(Source material begins)

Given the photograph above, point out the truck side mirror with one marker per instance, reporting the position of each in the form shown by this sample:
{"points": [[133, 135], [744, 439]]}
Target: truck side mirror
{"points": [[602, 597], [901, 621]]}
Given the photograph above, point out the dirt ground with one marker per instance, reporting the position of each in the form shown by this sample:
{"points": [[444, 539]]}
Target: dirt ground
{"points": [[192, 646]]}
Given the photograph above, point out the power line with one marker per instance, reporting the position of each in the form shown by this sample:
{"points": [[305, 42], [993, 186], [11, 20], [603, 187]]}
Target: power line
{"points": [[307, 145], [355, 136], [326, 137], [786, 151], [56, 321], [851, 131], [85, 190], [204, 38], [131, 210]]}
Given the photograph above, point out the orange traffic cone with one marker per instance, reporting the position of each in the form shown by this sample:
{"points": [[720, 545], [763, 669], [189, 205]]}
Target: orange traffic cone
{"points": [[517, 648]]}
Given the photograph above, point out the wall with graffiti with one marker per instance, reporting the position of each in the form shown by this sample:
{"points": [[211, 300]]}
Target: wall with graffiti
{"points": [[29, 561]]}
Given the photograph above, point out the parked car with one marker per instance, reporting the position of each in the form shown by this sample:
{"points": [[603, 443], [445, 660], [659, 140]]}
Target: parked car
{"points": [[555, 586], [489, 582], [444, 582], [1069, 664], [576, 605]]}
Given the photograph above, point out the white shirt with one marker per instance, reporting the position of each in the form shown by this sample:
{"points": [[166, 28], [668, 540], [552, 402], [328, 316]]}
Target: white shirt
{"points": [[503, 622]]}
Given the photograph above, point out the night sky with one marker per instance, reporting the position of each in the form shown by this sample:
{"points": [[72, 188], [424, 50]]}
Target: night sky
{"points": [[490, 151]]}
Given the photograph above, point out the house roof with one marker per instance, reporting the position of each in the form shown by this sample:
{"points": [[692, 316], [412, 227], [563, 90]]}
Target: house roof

(Source material ends)

Exercise details:
Look through the entries and return every line where "roof" appears.

Response:
Given the photograph above, point out the house roof with one marker per instance, reporting the position of each in the form shown by this sample:
Target: house roof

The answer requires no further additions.